→ EXCERPTED PASSAGE
• • •
Sometimes thoughts come to me nowadays which say: When I was in the second year of secondary school I deliberately broke the fast and I am deliberately breaking the fast now as well.
However, I do not remember breaking the fast. Because of this sickness I have begun to forget many things and I cannot remember them. Is it true that I might have broken the fast?

Praise be to Allaah.

So long as you do not remember breaking the fast in Ramadan, this doubt that has occurred to you is waswasah (whispers) from the Shaytaan, and you do not have to do anything. The scholars have mentioned a principle which states that if the Muslim does an act of worship then after he finishes it he is uncertain as to whether he did it correctly or not, then he should not pay any attention to this doubt, and his act of worship is valid. 

Shaykh Ibn ‘Uthaymeen (may Allah have mercy on him) said: 

This principle is very important. Uncertainty after completing an act of worship does not affect the act of worship. For some people, when they have finished praying and said the salaam (salutation for ending prayer), the Shaytaan comes to them and says: You did not recite al-Faatihah, you only prostrated once. Uncertainty in this case should be ignored, because uncertainty after completing an act of worship does not affect it.
• • •
→ MATERIAL PROVIDED
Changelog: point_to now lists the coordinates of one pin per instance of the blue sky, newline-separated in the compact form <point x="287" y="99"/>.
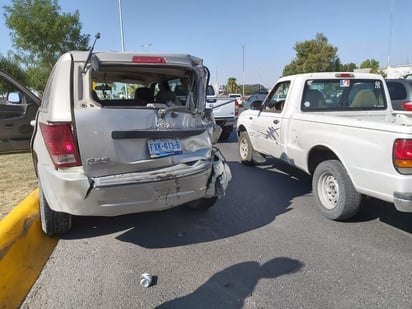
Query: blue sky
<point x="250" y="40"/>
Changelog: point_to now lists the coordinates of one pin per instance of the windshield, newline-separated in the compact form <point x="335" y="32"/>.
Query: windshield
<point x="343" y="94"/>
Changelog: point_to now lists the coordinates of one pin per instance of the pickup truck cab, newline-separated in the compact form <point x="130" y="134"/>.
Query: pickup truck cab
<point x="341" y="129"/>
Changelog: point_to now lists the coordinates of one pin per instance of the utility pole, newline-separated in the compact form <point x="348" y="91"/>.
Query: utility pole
• • •
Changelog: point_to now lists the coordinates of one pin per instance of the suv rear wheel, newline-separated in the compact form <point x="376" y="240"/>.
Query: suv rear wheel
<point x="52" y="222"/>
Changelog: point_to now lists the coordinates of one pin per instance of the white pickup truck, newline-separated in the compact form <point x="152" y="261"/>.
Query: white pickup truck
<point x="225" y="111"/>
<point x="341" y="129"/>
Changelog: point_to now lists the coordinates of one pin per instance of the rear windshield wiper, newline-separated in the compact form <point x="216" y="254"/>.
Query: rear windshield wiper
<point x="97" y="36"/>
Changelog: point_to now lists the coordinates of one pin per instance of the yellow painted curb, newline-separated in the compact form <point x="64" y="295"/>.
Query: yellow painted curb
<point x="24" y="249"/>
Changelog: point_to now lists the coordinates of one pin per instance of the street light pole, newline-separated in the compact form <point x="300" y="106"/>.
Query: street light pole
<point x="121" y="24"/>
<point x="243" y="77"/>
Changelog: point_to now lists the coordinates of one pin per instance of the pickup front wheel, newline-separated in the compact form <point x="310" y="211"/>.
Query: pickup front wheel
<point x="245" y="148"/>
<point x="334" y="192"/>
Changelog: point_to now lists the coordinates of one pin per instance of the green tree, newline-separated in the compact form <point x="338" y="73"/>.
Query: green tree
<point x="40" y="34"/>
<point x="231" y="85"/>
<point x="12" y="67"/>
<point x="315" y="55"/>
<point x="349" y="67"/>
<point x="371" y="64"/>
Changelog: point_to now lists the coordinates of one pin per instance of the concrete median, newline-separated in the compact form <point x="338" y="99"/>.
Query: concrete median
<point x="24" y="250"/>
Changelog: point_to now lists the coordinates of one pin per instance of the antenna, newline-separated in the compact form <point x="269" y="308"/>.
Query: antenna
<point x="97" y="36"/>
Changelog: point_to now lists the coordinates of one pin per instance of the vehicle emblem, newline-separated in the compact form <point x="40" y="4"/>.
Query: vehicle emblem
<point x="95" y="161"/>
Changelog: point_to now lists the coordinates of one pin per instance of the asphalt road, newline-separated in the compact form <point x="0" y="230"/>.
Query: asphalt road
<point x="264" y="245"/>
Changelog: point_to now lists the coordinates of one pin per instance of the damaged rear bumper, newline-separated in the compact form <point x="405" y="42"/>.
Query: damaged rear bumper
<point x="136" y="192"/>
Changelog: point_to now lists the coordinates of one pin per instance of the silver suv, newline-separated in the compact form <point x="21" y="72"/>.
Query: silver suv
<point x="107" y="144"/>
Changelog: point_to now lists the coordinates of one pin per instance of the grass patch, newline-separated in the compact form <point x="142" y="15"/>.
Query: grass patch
• • •
→ TO DO
a. In the passage about doubts over breaking the fast, what is the doubt that has occurred to the questioner called?
b. Reproduce the records word for word, from the line containing "of the blue" down to the line containing "Query: utility pole", with both of those lines included. Omit the pictures.
The text and the records have no connection to each other.

→ RESPONSES IN ORDER
a. Waswasah (whispers) from the Shaytaan.

b.
Changelog: point_to now lists the coordinates of one pin per instance of the blue sky, newline-separated in the compact form <point x="287" y="99"/>.
Query: blue sky
<point x="250" y="40"/>
Changelog: point_to now lists the coordinates of one pin per instance of the windshield, newline-separated in the compact form <point x="335" y="32"/>.
Query: windshield
<point x="343" y="94"/>
Changelog: point_to now lists the coordinates of one pin per instance of the pickup truck cab, newline-separated in the compact form <point x="130" y="134"/>.
Query: pickup truck cab
<point x="341" y="129"/>
Changelog: point_to now lists the coordinates of one pin per instance of the utility pole, newline-separated in the compact form <point x="348" y="91"/>.
Query: utility pole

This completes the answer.